Count the lines in the records below that contain the word "potted", and reply with the number alone.

┌─ Input

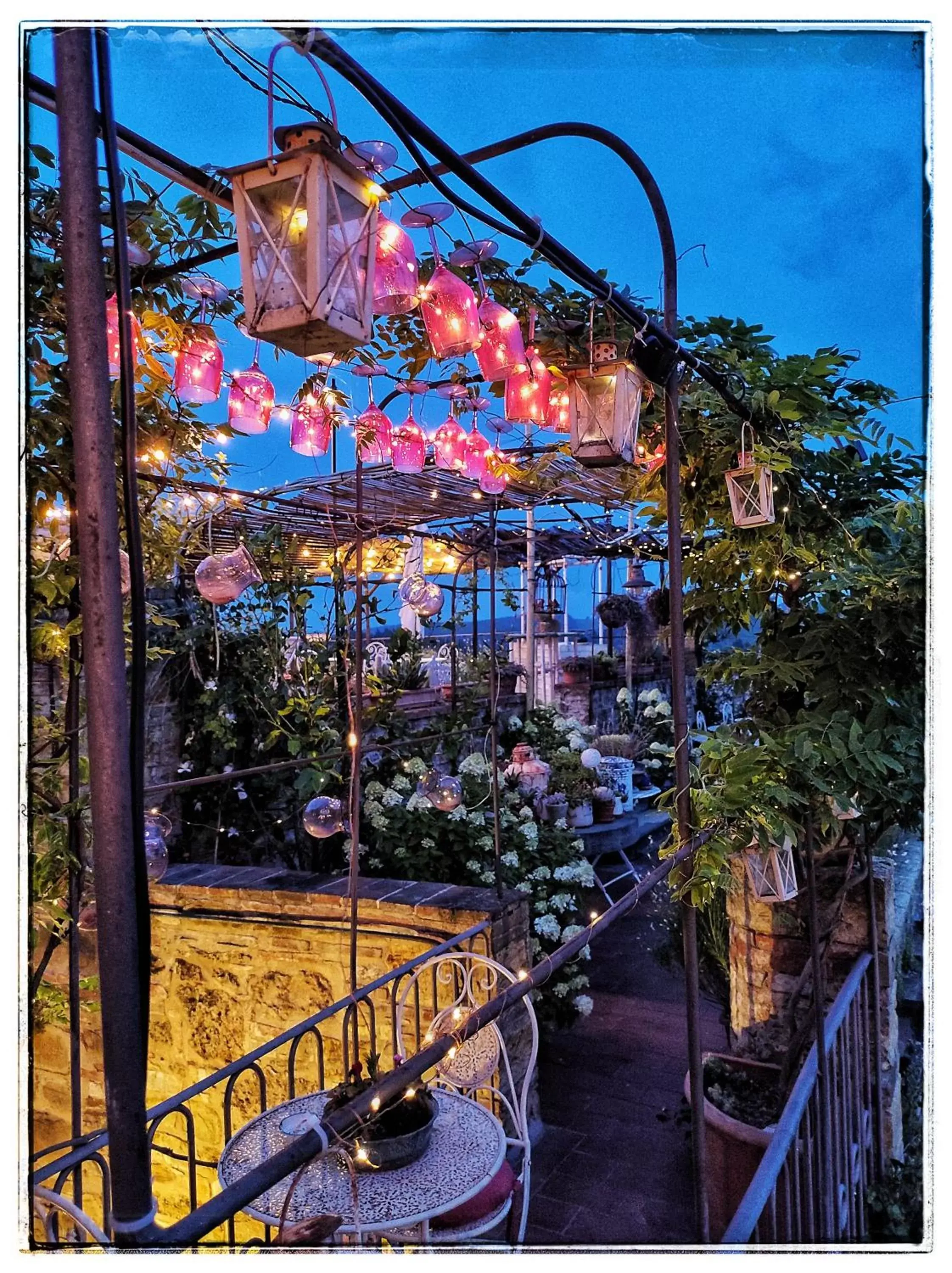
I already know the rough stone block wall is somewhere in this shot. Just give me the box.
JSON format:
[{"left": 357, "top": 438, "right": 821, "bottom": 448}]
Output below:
[
  {"left": 32, "top": 866, "right": 527, "bottom": 1241},
  {"left": 727, "top": 840, "right": 923, "bottom": 1157}
]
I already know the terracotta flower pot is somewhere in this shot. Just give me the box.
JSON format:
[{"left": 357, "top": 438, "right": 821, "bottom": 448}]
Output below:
[{"left": 685, "top": 1051, "right": 780, "bottom": 1242}]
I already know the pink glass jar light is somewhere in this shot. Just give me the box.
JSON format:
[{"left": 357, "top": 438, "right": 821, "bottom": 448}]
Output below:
[
  {"left": 173, "top": 327, "right": 225, "bottom": 404},
  {"left": 228, "top": 358, "right": 275, "bottom": 434},
  {"left": 505, "top": 346, "right": 552, "bottom": 424},
  {"left": 401, "top": 204, "right": 482, "bottom": 359},
  {"left": 291, "top": 393, "right": 331, "bottom": 456},
  {"left": 373, "top": 216, "right": 420, "bottom": 314},
  {"left": 480, "top": 447, "right": 509, "bottom": 495},
  {"left": 106, "top": 295, "right": 143, "bottom": 376},
  {"left": 433, "top": 411, "right": 466, "bottom": 472}
]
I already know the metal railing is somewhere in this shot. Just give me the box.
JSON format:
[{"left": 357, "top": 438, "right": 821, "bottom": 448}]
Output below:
[
  {"left": 31, "top": 920, "right": 491, "bottom": 1249},
  {"left": 722, "top": 953, "right": 883, "bottom": 1246}
]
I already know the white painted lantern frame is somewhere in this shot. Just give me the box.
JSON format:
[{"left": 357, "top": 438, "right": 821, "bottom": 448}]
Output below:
[
  {"left": 228, "top": 126, "right": 377, "bottom": 358},
  {"left": 566, "top": 359, "right": 645, "bottom": 468},
  {"left": 743, "top": 835, "right": 799, "bottom": 903},
  {"left": 724, "top": 423, "right": 774, "bottom": 526}
]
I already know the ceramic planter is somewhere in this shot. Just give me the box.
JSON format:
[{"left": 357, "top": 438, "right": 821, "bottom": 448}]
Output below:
[
  {"left": 565, "top": 801, "right": 593, "bottom": 826},
  {"left": 598, "top": 756, "right": 635, "bottom": 813},
  {"left": 685, "top": 1051, "right": 780, "bottom": 1242}
]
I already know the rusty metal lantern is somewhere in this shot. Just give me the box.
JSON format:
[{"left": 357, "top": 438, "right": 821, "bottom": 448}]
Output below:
[
  {"left": 743, "top": 835, "right": 798, "bottom": 903},
  {"left": 566, "top": 341, "right": 647, "bottom": 468},
  {"left": 724, "top": 423, "right": 774, "bottom": 526},
  {"left": 228, "top": 120, "right": 381, "bottom": 358}
]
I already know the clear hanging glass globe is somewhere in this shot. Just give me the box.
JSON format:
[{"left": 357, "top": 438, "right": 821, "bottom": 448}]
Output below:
[{"left": 303, "top": 796, "right": 345, "bottom": 840}]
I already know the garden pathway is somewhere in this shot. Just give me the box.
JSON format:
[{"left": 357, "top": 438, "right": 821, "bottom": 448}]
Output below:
[{"left": 526, "top": 871, "right": 725, "bottom": 1248}]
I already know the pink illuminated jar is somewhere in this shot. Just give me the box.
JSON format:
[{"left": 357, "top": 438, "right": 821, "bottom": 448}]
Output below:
[
  {"left": 228, "top": 363, "right": 275, "bottom": 434},
  {"left": 291, "top": 393, "right": 331, "bottom": 456},
  {"left": 463, "top": 423, "right": 489, "bottom": 481},
  {"left": 420, "top": 265, "right": 482, "bottom": 359},
  {"left": 106, "top": 295, "right": 143, "bottom": 376},
  {"left": 391, "top": 415, "right": 426, "bottom": 474},
  {"left": 505, "top": 346, "right": 552, "bottom": 424},
  {"left": 476, "top": 297, "right": 527, "bottom": 381},
  {"left": 433, "top": 412, "right": 466, "bottom": 471},
  {"left": 373, "top": 216, "right": 420, "bottom": 314},
  {"left": 356, "top": 402, "right": 392, "bottom": 465},
  {"left": 546, "top": 377, "right": 571, "bottom": 433},
  {"left": 173, "top": 328, "right": 225, "bottom": 402},
  {"left": 480, "top": 447, "right": 509, "bottom": 495}
]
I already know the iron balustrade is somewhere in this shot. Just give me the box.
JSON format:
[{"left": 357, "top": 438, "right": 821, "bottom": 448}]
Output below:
[
  {"left": 722, "top": 952, "right": 883, "bottom": 1246},
  {"left": 31, "top": 920, "right": 491, "bottom": 1249}
]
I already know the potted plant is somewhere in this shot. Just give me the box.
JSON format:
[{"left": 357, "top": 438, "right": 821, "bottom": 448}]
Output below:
[
  {"left": 561, "top": 658, "right": 591, "bottom": 685},
  {"left": 592, "top": 787, "right": 615, "bottom": 822},
  {"left": 540, "top": 792, "right": 569, "bottom": 822},
  {"left": 685, "top": 1051, "right": 783, "bottom": 1241},
  {"left": 325, "top": 1053, "right": 437, "bottom": 1171},
  {"left": 550, "top": 751, "right": 596, "bottom": 826}
]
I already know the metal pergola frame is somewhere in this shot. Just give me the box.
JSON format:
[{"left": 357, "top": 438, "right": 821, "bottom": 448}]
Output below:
[{"left": 28, "top": 20, "right": 774, "bottom": 1246}]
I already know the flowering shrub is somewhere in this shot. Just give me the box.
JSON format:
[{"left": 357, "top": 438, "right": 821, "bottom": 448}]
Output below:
[{"left": 361, "top": 752, "right": 594, "bottom": 1025}]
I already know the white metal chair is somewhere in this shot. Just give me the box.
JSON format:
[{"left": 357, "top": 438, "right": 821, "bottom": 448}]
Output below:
[{"left": 393, "top": 951, "right": 538, "bottom": 1244}]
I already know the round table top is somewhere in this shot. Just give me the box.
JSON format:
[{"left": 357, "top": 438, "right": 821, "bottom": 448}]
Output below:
[{"left": 218, "top": 1088, "right": 505, "bottom": 1232}]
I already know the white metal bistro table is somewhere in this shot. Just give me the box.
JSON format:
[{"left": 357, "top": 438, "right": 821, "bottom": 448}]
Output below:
[{"left": 218, "top": 1088, "right": 505, "bottom": 1235}]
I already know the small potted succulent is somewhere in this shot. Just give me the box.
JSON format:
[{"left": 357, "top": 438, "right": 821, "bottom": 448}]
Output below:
[
  {"left": 592, "top": 787, "right": 615, "bottom": 822},
  {"left": 540, "top": 792, "right": 569, "bottom": 822},
  {"left": 325, "top": 1053, "right": 437, "bottom": 1171},
  {"left": 561, "top": 658, "right": 591, "bottom": 685},
  {"left": 550, "top": 750, "right": 596, "bottom": 827}
]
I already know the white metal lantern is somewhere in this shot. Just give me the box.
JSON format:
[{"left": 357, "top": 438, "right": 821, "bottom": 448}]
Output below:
[
  {"left": 743, "top": 835, "right": 798, "bottom": 901},
  {"left": 228, "top": 121, "right": 379, "bottom": 358},
  {"left": 724, "top": 424, "right": 774, "bottom": 526},
  {"left": 566, "top": 359, "right": 645, "bottom": 468}
]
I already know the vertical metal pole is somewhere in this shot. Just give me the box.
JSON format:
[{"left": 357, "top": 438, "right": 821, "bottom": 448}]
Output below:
[
  {"left": 653, "top": 229, "right": 710, "bottom": 1242},
  {"left": 804, "top": 813, "right": 836, "bottom": 1241},
  {"left": 53, "top": 27, "right": 154, "bottom": 1242},
  {"left": 64, "top": 509, "right": 83, "bottom": 1207},
  {"left": 863, "top": 833, "right": 886, "bottom": 1180},
  {"left": 489, "top": 500, "right": 503, "bottom": 897}
]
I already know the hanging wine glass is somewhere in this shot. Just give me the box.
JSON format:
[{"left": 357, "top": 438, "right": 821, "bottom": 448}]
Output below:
[
  {"left": 228, "top": 340, "right": 275, "bottom": 434},
  {"left": 433, "top": 384, "right": 470, "bottom": 472},
  {"left": 463, "top": 398, "right": 490, "bottom": 481},
  {"left": 400, "top": 204, "right": 482, "bottom": 359},
  {"left": 291, "top": 393, "right": 333, "bottom": 457},
  {"left": 449, "top": 239, "right": 527, "bottom": 382},
  {"left": 391, "top": 381, "right": 430, "bottom": 474},
  {"left": 505, "top": 308, "right": 552, "bottom": 424},
  {"left": 351, "top": 363, "right": 392, "bottom": 465}
]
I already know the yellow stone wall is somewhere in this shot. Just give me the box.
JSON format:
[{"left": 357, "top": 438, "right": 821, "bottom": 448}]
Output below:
[{"left": 32, "top": 881, "right": 528, "bottom": 1240}]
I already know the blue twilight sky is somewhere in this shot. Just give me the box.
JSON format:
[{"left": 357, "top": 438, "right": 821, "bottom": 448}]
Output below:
[{"left": 31, "top": 27, "right": 925, "bottom": 626}]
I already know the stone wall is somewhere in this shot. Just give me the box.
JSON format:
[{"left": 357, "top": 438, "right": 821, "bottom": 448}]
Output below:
[
  {"left": 727, "top": 839, "right": 923, "bottom": 1157},
  {"left": 32, "top": 866, "right": 527, "bottom": 1236}
]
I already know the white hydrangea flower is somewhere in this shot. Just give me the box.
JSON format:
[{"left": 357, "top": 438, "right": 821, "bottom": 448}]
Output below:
[{"left": 532, "top": 915, "right": 561, "bottom": 942}]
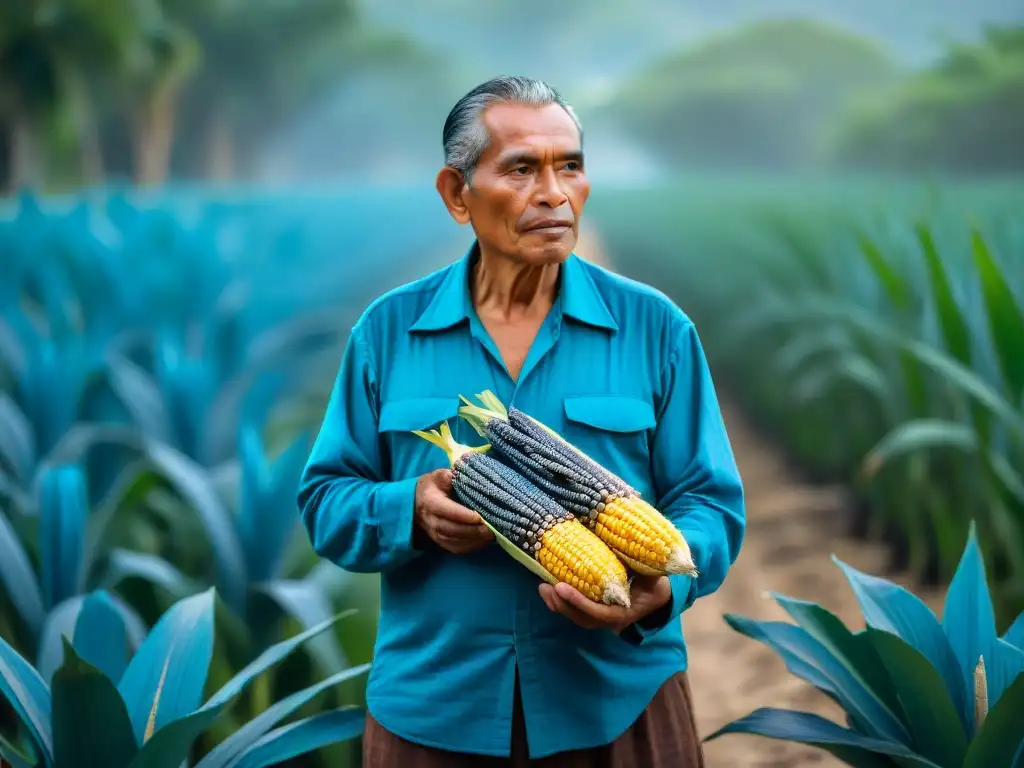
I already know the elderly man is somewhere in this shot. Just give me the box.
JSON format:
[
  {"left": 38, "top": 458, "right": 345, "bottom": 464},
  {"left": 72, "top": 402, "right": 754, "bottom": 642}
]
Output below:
[{"left": 299, "top": 77, "right": 745, "bottom": 768}]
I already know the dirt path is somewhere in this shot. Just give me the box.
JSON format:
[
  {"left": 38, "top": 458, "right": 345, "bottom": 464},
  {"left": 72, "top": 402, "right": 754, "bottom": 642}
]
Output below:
[{"left": 578, "top": 229, "right": 941, "bottom": 768}]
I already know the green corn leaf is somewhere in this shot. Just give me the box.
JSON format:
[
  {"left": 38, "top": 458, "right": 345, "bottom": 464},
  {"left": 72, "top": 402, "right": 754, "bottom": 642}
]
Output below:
[
  {"left": 232, "top": 707, "right": 366, "bottom": 768},
  {"left": 915, "top": 224, "right": 971, "bottom": 366},
  {"left": 865, "top": 628, "right": 968, "bottom": 768},
  {"left": 118, "top": 589, "right": 214, "bottom": 743},
  {"left": 833, "top": 555, "right": 973, "bottom": 732},
  {"left": 964, "top": 675, "right": 1024, "bottom": 768},
  {"left": 857, "top": 233, "right": 911, "bottom": 310},
  {"left": 196, "top": 664, "right": 370, "bottom": 768},
  {"left": 703, "top": 708, "right": 941, "bottom": 768},
  {"left": 0, "top": 735, "right": 37, "bottom": 768},
  {"left": 1002, "top": 612, "right": 1024, "bottom": 651},
  {"left": 480, "top": 515, "right": 558, "bottom": 585},
  {"left": 53, "top": 640, "right": 138, "bottom": 768},
  {"left": 863, "top": 419, "right": 978, "bottom": 476},
  {"left": 971, "top": 229, "right": 1024, "bottom": 402},
  {"left": 772, "top": 593, "right": 909, "bottom": 743}
]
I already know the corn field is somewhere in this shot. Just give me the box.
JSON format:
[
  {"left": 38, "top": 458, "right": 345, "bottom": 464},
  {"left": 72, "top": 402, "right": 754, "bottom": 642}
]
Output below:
[
  {"left": 0, "top": 180, "right": 1024, "bottom": 768},
  {"left": 591, "top": 180, "right": 1024, "bottom": 622},
  {"left": 0, "top": 189, "right": 464, "bottom": 766}
]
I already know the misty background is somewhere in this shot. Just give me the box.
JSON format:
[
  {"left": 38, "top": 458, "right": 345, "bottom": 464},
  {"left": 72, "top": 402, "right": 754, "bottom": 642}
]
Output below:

└─

Final result -
2